:: Passage given ::
Updated on November 2, 2010

Industrial Chillers

Industrial chillers are refrigeration systems that cool any process fluid through a vapor-compression refrigeration cycle to provide an ambient environment for laboratory and manufacturing processes. They are widely used for controlled cooling of factory machinery, high-heat specialized lasers and MRI machines, printer rollers, welding equipment, as well as semiconductors. Chillers, available in refrigeration capacities from 100 to 3000 tons, find application in a wide range of industries, from aerospace and healthcare to power generation.

All industrial chillers operate according to the basic principles of refrigeration. Therefore, all chillers feature basic refrigeration components such as evaporators, compressors, condensers, and recirculation pumps. Typically, chillers are available as packaged closed-loop systems, containing all refrigeration components in a single unit, or as open-loop systems. Industrial chillers can also be classified based on whether the condenser is air-cooled or water-cooled. Application dictates which configuration is ideal for a given project. Both water-cooled and air-cooled chillers use a similar refrigeration cycle system; the only difference being the method of cooling used in the condensers.

Refrigeration Cycle:

A refrigerant cycle involves two significant processes, the evaporation of liquid refrigerant by the evaporator and the condensation of refrigerant vapor by the condenser. A chiller features a condenser, an evaporator consisting of coiled tubes, expansion devices, and a compressor. During a refrigeration cycle, the refrigerant liquid in the chiller alternatively goes through a change of state from liquid to vapor and vapor to liquid.

In a refrigeration cycle, the process fluid enters the low-pressure inlet of the evaporator, where the heat load from the warm process fluid is absorbed by the refrigerant liquid in the evaporator, thereby cooling it. As a result, the now cooled fluid cools the process load or space that needs to be cooled. After heat absorption, the refrigerant evaporates to a superheated vapor and enters the compressor connected to the evaporator.

In the compressor, the refrigerant is compressed to a high pressure, high temperature refrigerant gas and passed to the condenser. The hot gas is cooled to liquid in the condenser and the heat is absorbed by a cooling medium. The pressure and temperature of refrigerant liquid leaving the condenser is decreased by the expansion valve. After passing through the expansion valve, the low-pressure refrigerant again enters the evaporator to repeat the refrigeration cycle.
:::
-- Goal --
Please copy the industrial chillers passage from "Updated on November" to "to power generation.", switching out "laboratory" for "research".
:: Raw records ::
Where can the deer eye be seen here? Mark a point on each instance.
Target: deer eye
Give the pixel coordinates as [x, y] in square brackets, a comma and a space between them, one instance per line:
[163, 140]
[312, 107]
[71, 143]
:::
-- Reply --
Updated on November 2, 2010

Industrial Chillers

Industrial chillers are refrigeration systems that cool any process fluid through a vapor-compression refrigeration cycle to provide an ambient environment for research and manufacturing processes. They are widely used for controlled cooling of factory machinery, high-heat specialized lasers and MRI machines, printer rollers, welding equipment, as well as semiconductors. Chillers, available in refrigeration capacities from 100 to 3000 tons, find application in a wide range of industries, from aerospace and healthcare to power generation.